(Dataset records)
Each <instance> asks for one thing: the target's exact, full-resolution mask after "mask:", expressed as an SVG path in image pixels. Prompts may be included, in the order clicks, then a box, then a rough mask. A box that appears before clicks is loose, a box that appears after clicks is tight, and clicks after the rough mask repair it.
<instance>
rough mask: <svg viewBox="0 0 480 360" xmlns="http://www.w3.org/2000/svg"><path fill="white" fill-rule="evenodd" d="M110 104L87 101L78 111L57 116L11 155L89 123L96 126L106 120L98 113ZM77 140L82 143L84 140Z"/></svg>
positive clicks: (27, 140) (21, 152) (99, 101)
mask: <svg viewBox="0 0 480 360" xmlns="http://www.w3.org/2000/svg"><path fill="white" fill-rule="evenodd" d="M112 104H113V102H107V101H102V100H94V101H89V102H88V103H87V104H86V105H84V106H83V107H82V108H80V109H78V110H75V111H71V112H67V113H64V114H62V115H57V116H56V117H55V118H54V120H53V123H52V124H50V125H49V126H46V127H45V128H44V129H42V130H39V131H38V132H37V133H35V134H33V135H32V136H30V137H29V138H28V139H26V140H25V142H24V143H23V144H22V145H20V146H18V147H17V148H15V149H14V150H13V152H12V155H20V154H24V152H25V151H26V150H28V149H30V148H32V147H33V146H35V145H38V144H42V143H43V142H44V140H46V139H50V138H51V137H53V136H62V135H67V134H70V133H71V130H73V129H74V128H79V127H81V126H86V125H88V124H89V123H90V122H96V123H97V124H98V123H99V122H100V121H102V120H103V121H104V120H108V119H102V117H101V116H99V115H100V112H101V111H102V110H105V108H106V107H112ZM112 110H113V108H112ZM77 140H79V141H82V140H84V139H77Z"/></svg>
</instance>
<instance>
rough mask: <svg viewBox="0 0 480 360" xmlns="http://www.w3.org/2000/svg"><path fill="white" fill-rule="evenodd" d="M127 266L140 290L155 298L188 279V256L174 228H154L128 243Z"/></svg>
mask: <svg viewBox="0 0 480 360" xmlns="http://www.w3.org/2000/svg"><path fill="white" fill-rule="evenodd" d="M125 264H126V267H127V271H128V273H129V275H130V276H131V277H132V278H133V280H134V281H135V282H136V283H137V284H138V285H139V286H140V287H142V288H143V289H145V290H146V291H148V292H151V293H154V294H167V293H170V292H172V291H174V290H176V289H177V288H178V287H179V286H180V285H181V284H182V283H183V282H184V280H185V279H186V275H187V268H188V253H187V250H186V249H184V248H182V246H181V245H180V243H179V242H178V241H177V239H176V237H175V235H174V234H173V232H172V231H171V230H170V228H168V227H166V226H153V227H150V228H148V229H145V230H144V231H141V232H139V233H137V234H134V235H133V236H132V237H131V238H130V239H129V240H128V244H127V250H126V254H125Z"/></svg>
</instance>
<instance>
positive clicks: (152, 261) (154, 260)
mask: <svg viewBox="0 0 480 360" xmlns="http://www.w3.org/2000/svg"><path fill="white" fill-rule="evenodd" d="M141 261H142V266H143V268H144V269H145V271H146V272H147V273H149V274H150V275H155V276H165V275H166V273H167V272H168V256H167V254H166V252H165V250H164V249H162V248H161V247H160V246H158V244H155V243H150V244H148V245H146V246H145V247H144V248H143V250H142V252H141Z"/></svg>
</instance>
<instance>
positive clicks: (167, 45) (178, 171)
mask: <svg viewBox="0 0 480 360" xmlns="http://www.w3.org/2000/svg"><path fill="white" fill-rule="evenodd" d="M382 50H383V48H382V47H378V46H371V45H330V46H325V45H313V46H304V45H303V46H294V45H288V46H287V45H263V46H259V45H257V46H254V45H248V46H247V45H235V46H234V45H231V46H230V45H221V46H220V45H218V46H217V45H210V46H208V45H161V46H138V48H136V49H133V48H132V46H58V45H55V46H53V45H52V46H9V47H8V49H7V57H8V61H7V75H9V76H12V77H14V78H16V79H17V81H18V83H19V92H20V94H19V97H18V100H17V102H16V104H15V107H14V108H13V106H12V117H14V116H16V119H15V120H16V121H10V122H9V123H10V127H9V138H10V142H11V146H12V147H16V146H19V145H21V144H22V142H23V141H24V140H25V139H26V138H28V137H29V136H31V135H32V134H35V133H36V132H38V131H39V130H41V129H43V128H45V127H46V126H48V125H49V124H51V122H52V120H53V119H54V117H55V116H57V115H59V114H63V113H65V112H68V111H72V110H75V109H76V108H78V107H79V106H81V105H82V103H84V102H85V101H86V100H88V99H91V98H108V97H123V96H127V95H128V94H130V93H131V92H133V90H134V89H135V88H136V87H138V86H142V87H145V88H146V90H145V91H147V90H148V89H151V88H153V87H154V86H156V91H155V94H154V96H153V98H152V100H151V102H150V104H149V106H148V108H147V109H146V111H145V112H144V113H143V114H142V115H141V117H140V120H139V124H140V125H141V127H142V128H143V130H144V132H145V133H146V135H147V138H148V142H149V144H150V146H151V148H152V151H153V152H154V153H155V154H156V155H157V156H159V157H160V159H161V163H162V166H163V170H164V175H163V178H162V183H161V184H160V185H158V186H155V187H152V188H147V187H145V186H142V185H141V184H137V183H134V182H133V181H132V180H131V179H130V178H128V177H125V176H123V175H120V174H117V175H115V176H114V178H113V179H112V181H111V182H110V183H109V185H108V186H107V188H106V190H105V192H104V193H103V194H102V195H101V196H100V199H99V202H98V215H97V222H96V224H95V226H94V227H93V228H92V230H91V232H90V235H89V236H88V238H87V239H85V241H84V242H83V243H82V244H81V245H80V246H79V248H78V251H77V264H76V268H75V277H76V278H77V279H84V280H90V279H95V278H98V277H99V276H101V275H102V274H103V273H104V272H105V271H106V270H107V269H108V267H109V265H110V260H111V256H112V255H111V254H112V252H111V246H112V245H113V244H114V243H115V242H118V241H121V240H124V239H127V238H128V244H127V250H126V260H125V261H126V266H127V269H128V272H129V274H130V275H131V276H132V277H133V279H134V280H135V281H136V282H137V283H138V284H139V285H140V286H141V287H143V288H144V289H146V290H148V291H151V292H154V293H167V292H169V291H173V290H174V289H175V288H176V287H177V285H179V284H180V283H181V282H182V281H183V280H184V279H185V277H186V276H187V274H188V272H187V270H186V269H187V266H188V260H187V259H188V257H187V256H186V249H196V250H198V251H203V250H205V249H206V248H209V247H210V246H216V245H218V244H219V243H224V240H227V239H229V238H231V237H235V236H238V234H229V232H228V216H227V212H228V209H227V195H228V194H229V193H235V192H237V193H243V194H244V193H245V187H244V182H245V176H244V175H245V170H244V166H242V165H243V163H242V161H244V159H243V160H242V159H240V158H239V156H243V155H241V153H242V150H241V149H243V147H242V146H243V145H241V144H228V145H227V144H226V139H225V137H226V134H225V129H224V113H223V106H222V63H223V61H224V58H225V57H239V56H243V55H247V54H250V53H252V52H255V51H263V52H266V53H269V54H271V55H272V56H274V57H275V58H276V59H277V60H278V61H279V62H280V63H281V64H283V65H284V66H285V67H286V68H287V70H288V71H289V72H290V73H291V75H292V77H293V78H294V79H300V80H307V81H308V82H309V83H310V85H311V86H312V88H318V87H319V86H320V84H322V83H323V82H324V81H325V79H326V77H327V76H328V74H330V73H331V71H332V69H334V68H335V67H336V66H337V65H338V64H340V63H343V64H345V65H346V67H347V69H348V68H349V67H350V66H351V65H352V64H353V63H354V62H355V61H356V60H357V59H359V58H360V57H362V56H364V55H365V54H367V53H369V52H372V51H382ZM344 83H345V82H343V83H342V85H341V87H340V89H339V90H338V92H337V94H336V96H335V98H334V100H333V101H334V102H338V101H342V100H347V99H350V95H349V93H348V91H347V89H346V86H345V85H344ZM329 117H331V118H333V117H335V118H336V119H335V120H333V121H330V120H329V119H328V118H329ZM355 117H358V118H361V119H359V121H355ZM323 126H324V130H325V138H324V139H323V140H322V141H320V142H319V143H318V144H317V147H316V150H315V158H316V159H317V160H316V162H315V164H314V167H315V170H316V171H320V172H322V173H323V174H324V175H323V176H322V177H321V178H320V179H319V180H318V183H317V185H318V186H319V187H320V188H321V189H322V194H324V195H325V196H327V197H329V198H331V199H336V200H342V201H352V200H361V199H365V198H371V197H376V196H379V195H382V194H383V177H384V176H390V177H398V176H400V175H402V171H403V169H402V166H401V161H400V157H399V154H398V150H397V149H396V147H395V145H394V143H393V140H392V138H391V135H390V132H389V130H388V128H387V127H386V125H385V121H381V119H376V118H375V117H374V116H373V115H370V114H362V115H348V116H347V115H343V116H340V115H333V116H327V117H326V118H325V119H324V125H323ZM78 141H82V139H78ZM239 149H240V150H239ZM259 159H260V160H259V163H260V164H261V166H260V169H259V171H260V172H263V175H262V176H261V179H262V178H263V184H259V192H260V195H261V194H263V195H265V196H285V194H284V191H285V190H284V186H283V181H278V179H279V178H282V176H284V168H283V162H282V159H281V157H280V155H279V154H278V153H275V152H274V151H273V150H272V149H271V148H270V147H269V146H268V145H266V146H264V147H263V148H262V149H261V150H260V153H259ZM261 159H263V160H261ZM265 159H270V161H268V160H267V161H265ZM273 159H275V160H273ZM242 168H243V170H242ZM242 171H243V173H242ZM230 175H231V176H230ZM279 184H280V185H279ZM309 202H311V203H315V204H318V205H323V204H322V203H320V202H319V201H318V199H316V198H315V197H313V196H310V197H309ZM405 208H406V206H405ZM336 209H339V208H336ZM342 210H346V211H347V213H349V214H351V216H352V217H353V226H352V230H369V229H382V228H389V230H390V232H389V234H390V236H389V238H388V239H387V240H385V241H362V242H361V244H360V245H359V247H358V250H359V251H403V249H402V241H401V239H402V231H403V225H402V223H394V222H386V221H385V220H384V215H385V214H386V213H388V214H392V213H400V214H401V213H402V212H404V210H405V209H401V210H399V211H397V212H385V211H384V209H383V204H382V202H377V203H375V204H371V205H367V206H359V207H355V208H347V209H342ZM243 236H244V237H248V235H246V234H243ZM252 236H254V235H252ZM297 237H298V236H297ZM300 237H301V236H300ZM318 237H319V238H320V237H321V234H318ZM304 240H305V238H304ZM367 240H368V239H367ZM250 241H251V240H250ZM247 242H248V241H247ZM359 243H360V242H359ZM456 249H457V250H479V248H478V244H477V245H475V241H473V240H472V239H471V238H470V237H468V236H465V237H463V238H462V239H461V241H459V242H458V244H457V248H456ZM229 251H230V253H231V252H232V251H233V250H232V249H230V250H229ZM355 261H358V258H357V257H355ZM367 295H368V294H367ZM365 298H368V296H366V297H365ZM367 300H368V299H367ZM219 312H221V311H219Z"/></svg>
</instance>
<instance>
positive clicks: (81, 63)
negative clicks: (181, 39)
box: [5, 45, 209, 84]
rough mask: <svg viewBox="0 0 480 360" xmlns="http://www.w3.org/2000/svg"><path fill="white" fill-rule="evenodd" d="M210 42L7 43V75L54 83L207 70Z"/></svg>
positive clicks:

■ **Required work**: Your task is to quote the lines above, beginning with the first and ending with the one that holds "104L87 101L78 111L57".

■ **Task result**:
Each <instance> asks for one thing: the target's exact, full-resolution mask after "mask:", expressed as an SVG path in image pixels. Prompts may be included, in the order clicks, then a box, then a rough mask. A box that appears before clicks is loose, a box that appears after clicks is tight, and clicks after the rough mask repair it.
<instance>
rough mask: <svg viewBox="0 0 480 360" xmlns="http://www.w3.org/2000/svg"><path fill="white" fill-rule="evenodd" d="M110 104L87 101L78 111L57 116L11 155L89 123L96 126L106 120L98 113ZM77 140L82 143L84 140Z"/></svg>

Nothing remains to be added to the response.